--- Task directions ---
Quote the records below verbatim, line for line.
[begin Task input]
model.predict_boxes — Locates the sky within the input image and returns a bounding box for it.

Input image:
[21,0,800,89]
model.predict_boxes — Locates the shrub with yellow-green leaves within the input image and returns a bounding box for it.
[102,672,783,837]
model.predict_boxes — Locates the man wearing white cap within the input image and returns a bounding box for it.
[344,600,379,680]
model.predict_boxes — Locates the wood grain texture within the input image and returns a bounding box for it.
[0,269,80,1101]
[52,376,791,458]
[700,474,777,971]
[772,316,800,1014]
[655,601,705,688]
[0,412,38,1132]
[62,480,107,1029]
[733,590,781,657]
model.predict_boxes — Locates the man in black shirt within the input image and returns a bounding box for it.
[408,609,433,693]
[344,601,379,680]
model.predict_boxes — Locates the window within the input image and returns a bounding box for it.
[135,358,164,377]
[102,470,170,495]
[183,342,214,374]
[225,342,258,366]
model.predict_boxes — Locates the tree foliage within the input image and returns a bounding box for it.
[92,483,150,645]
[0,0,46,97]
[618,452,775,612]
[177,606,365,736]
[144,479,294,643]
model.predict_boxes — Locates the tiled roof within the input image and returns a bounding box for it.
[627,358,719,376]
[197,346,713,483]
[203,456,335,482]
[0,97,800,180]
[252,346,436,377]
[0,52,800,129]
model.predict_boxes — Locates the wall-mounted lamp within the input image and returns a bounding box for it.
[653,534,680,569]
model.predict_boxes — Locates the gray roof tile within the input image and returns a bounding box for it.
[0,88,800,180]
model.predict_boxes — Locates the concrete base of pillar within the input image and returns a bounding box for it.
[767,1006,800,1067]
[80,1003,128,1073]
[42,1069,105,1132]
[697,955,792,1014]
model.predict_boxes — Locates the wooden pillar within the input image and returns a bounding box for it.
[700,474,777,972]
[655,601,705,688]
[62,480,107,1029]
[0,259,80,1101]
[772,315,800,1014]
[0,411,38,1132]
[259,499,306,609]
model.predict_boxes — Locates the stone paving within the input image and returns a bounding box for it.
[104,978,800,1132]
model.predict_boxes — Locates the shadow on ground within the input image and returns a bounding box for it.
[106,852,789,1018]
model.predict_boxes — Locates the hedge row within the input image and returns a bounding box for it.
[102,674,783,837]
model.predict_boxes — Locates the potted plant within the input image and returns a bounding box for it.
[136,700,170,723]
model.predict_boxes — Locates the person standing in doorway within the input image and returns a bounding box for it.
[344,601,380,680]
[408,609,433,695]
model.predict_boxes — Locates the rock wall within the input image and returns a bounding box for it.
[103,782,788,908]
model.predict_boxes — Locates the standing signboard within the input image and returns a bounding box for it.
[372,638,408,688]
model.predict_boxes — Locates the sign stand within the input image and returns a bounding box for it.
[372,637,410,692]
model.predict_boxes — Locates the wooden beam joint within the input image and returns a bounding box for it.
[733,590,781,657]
[end Task input]
--- Output of the exercise ---
model.predict_boxes — Locates the sky within the input image and returns a bounding box for it.

Input image:
[21,0,800,89]
model.predict_boxes — Locates the shrub with yellow-green leaves within the input image and returns a bounding box for it.
[102,672,783,837]
model.predict_boxes — Locates the man wearing white cap within the input image and returns a bounding box for it.
[344,600,379,680]
model.predict_boxes — Locates the wood grain texture within the input image and returns a bounding box for it.
[0,269,80,1101]
[52,376,791,458]
[700,474,777,971]
[772,316,800,1014]
[655,601,705,688]
[0,412,38,1132]
[62,480,107,1029]
[733,590,781,657]
model.predict_boxes — Locates the man in black shirt within the input image and returns a bounding box for it.
[408,609,433,693]
[344,601,379,680]
model.predict_boxes — Locates the window within the input image and returns a bounding box for it.
[135,358,164,377]
[102,470,170,495]
[183,342,214,374]
[225,342,258,366]
model.predict_boxes — Locates the tree foliage within the input image and returns a bounding box for it.
[92,483,150,645]
[0,0,46,97]
[618,452,775,612]
[177,606,365,736]
[144,479,294,643]
model.predict_boxes — Locates the tiled roof within the input image and returns a bounding box for it.
[627,358,719,376]
[197,346,713,483]
[203,456,335,482]
[0,97,800,180]
[252,346,436,377]
[0,52,800,129]
model.predict_boxes — Locates the wall-mounted lamp within the input image and returns a bounding box for it.
[653,534,680,569]
model.predict_boxes — Locates the gray roof tile within the input image and returns a bounding box for it.
[0,88,800,180]
model.predict_boxes — Locates the concrete base of pillar within the input image and returns a bounding box for it.
[767,1006,800,1067]
[80,1003,128,1073]
[42,1069,105,1132]
[697,955,792,1014]
model.predict_boxes — Locates the wooden pillar within the input image and returns a bounding box for it.
[700,474,777,972]
[655,601,705,688]
[62,480,107,1029]
[0,259,80,1101]
[772,315,800,1014]
[0,411,38,1132]
[259,499,306,609]
model.predict_boxes — Locates the stone paving within the input image and returns a bounding box for it.
[104,978,800,1132]
model.predict_boxes — Locates the shadow on ground within the input image and returns a bounding box for it.
[106,852,789,1018]
model.predict_boxes — Locates the hedge row within the input image and returns a bounding box for it.
[102,674,783,837]
model.predict_boxes — Locates the potted plant within the input image and returns a bounding box for it.
[136,700,170,723]
model.predict_boxes — Locates the person standing in doorway within the input image and returns a bounding box for it.
[344,601,380,680]
[408,609,433,695]
model.predict_boxes — Locates the rock wall within the input image and returns a bounding box for it.
[103,782,788,908]
model.predict_boxes — Locates the standing signboard within the input image and returns a bounding box for it.
[372,638,408,688]
model.predict_boxes — Locates the sign stand within the input image and returns a bounding box for it.
[372,637,410,692]
model.predict_boxes — Locates the wooden beam joint within the input image and returns a bounding box for it.
[733,590,781,657]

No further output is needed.